■ DATA PROVIDED:
================================

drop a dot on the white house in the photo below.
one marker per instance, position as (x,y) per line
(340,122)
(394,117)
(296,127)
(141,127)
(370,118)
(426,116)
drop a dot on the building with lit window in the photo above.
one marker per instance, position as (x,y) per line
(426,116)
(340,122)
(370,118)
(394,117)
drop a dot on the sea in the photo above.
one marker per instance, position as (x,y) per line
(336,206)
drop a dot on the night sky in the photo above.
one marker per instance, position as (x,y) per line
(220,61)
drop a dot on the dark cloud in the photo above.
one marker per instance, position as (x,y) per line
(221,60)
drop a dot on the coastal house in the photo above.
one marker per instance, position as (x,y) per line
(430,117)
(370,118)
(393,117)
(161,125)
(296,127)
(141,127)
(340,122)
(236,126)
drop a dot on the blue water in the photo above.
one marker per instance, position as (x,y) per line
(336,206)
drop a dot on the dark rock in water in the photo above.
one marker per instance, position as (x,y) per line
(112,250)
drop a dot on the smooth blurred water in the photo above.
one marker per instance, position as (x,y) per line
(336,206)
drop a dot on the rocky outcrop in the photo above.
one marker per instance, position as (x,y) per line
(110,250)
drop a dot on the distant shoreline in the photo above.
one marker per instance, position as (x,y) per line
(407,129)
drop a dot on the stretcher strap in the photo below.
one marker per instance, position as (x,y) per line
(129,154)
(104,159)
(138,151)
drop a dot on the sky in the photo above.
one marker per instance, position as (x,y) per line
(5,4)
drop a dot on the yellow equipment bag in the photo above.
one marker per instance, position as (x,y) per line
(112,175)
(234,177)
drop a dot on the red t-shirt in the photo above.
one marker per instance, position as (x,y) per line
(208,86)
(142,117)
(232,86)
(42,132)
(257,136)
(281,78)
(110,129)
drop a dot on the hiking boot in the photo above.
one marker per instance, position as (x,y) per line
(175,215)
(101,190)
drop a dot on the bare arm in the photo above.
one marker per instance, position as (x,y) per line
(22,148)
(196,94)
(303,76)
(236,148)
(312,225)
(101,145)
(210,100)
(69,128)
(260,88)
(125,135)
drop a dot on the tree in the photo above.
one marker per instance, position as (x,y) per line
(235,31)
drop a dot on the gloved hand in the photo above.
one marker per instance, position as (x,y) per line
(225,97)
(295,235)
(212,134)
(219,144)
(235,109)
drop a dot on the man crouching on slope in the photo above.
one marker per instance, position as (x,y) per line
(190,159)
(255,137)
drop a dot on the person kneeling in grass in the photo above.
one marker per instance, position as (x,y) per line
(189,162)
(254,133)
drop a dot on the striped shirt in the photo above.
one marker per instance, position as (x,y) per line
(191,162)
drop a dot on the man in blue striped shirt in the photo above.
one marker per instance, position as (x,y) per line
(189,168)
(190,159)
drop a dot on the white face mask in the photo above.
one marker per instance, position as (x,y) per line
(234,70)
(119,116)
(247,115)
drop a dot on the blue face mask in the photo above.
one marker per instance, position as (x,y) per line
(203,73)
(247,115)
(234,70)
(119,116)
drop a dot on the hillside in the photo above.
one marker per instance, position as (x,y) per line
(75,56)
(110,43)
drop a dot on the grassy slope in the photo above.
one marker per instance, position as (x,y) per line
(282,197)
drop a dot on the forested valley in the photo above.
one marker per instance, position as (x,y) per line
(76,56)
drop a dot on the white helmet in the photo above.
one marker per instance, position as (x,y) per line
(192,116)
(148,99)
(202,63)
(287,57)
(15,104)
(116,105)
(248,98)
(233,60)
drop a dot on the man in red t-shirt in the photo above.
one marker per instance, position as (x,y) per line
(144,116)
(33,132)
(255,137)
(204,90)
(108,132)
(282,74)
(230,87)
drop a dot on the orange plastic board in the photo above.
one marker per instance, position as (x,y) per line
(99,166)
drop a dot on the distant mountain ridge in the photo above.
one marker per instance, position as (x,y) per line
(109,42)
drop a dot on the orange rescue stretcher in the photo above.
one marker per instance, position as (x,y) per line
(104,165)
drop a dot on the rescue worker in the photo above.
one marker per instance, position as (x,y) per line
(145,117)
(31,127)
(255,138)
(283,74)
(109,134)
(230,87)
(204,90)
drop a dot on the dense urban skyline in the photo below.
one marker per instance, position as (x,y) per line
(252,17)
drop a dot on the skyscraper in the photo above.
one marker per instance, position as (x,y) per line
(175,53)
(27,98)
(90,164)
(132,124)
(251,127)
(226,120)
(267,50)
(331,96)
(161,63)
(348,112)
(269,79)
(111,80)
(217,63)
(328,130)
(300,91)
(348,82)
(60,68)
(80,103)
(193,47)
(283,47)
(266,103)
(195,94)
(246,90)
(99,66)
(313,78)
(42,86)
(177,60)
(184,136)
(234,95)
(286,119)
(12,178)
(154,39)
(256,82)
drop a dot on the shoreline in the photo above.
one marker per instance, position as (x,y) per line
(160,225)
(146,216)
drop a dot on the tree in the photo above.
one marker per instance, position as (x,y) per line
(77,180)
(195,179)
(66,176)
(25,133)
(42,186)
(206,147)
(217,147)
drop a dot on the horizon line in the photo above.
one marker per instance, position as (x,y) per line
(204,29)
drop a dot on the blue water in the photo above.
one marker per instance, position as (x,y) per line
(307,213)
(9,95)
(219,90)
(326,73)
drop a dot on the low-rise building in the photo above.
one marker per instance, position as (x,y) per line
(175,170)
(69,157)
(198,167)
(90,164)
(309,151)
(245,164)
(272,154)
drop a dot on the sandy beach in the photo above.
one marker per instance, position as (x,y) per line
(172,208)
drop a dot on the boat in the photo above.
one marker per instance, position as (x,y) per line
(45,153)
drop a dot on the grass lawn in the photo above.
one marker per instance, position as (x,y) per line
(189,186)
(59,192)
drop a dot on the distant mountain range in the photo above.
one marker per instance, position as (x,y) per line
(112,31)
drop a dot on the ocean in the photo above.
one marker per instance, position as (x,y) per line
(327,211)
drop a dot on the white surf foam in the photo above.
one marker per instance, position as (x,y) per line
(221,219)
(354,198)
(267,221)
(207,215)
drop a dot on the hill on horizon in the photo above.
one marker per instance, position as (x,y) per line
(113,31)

================================

Take the entries above and transcribe them in full.

■ TASK ANSWER:
drop a dot on the white house in the photo below.
one marker per instance, position as (x,y) per line
(340,122)
(394,117)
(296,127)
(141,127)
(370,118)
(426,116)
drop a dot on the building with lit window in the photo above.
one marker per instance, position as (x,y) per line
(426,116)
(340,122)
(370,118)
(394,117)
drop a dot on the sea in the photo above.
one marker per instance, position as (x,y) per line
(336,206)
drop a dot on the night sky in the photo above.
one marker per instance, position as (x,y) per line
(220,61)
drop a dot on the dark cloud in the photo above.
one marker per instance, position as (x,y) per line
(221,60)
drop a dot on the coastal house in the photo above.
one marker per instance, position as (x,y) per line
(430,117)
(370,118)
(393,117)
(161,125)
(296,127)
(141,127)
(340,122)
(236,126)
drop a dot on the blue water in the photo above.
one marker per instance, position as (x,y) per line
(336,206)
drop a dot on the dark rock in water in the photo above.
one marker per instance, position as (x,y) per line
(112,250)
drop a dot on the smooth blurred water in the photo above.
one marker per instance, position as (x,y) per line
(336,206)
drop a dot on the rocky outcrop in the photo above.
one marker per instance, position as (x,y) per line
(110,250)
drop a dot on the distant shoreline in the photo above.
one marker per instance, position as (x,y) per line
(407,129)
drop a dot on the stretcher strap in the photo below.
one marker per instance, position as (x,y) per line
(129,154)
(104,159)
(138,151)
drop a dot on the sky in the photo above.
one marker per instance, position as (x,y) per line
(5,4)
drop a dot on the yellow equipment bag in the photo above.
one marker per instance, position as (x,y) per line
(112,175)
(234,177)
drop a dot on the red t-shirt in the photo above.
one marker per instance, position as (x,y) per line
(208,86)
(142,117)
(232,86)
(42,132)
(257,136)
(281,78)
(110,129)
drop a dot on the hiking boot in the photo above.
one marker per instance, position as (x,y) per line
(175,215)
(101,190)
drop a dot on the bare arm in the photo above.
one marker per instance, position as (x,y) per line
(22,148)
(196,94)
(303,76)
(236,148)
(312,225)
(101,145)
(210,100)
(69,128)
(260,88)
(125,135)
drop a dot on the tree in the photo above.
one marker per instance, position as (x,y) per line
(235,31)
drop a dot on the gloved hand in the photo above.
one marker per instance, position as (x,y) per line
(225,97)
(295,235)
(212,134)
(219,144)
(235,109)
drop a dot on the man crouching on slope in the photo above.
one marker per instance, position as (x,y) per line
(190,159)
(255,137)
drop a dot on the person kneeling in grass in the photo above.
one marker per instance, position as (x,y) per line
(189,162)
(254,133)
drop a dot on the striped shirt in the photo above.
one marker per instance, position as (x,y) per line
(191,162)
drop a dot on the man in blue striped shirt in the photo above.
one marker per instance, position as (x,y) per line
(189,168)
(190,159)
drop a dot on the white face mask in the photo above.
one marker per instance, position as (x,y) per line
(234,70)
(119,116)
(247,115)
drop a dot on the blue face mask in the photo above.
one marker per instance, position as (x,y) per line
(203,73)
(247,115)
(234,70)
(119,116)
drop a dot on the hillside in the photo above.
one marker per instance, position as (x,y) per line
(75,56)
(110,43)
drop a dot on the grassy slope in the photo above.
one marker per instance, position as (x,y) per line
(282,197)
drop a dot on the forested valley in the photo above.
one marker per instance, position as (x,y) per line
(76,56)
drop a dot on the white helmet in the photo above.
one marker per instance, position as (x,y) per line
(192,116)
(148,99)
(202,63)
(287,57)
(15,104)
(116,105)
(248,98)
(233,60)
drop a dot on the man in red t-shirt in the photo above.
one marker per instance, position as (x,y) per line
(144,116)
(33,132)
(255,137)
(204,90)
(108,132)
(282,74)
(230,87)
drop a dot on the orange plastic board in the photo above.
one marker per instance, position as (x,y) per line
(99,166)
drop a dot on the distant mountain ridge in the photo above.
one marker per instance, position as (x,y) per line
(109,42)
drop a dot on the orange rescue stretcher in the photo above.
one marker per instance, position as (x,y) per line
(104,165)
drop a dot on the rescue worker in the photo above.
one marker per instance, position as (x,y) per line
(145,117)
(31,127)
(255,138)
(283,74)
(109,134)
(230,87)
(204,90)
drop a dot on the dense urban skyline in the photo below.
one marker per instance, position as (x,y) per line
(252,17)
drop a dot on the skyscraper in the photo above.
one marker per instance, position as (x,y) per line
(175,53)
(27,98)
(90,164)
(132,124)
(251,127)
(226,120)
(267,50)
(331,96)
(161,63)
(348,112)
(269,79)
(111,80)
(217,63)
(328,130)
(300,91)
(348,82)
(60,68)
(80,103)
(193,47)
(283,47)
(266,103)
(195,94)
(246,90)
(99,66)
(313,78)
(42,86)
(177,60)
(184,136)
(234,95)
(286,119)
(12,178)
(154,39)
(256,82)
drop a dot on the shoreline in the photo above.
one marker per instance, position as (x,y) per line
(160,225)
(146,216)
drop a dot on the tree in the photo above.
one marker per instance, position as (x,y) per line
(77,180)
(195,179)
(66,176)
(25,133)
(42,186)
(206,147)
(217,147)
drop a dot on the horizon line in the photo above.
one marker per instance, position as (x,y) per line
(204,29)
drop a dot on the blue water in the photo above.
one marker per instance, position as (x,y) per line
(307,213)
(9,95)
(219,90)
(326,73)
drop a dot on the low-rise building in the photo above.
one marker per instance, position as (x,y) per line
(175,170)
(69,157)
(198,167)
(90,164)
(309,151)
(245,164)
(272,154)
drop a dot on the sandy beach in the photo above.
one marker per instance, position as (x,y) per line
(172,208)
drop a dot on the boat in the photo above.
one marker per instance, position as (x,y) per line
(45,153)
drop a dot on the grass lawn in the photo above.
one marker per instance, position as (x,y) per line
(189,186)
(59,192)
drop a dot on the distant mountain range in the photo above.
one marker per instance, position as (x,y) per line
(112,31)
drop a dot on the ocean in the photo above.
one marker per instance, position as (x,y) per line
(327,211)
drop a dot on the white surf foam in the photo above.
one marker per instance, position as (x,y) per line
(221,219)
(354,198)
(267,221)
(207,215)
drop a dot on the hill on horizon in the photo above.
one marker per instance, position as (x,y) per line
(113,31)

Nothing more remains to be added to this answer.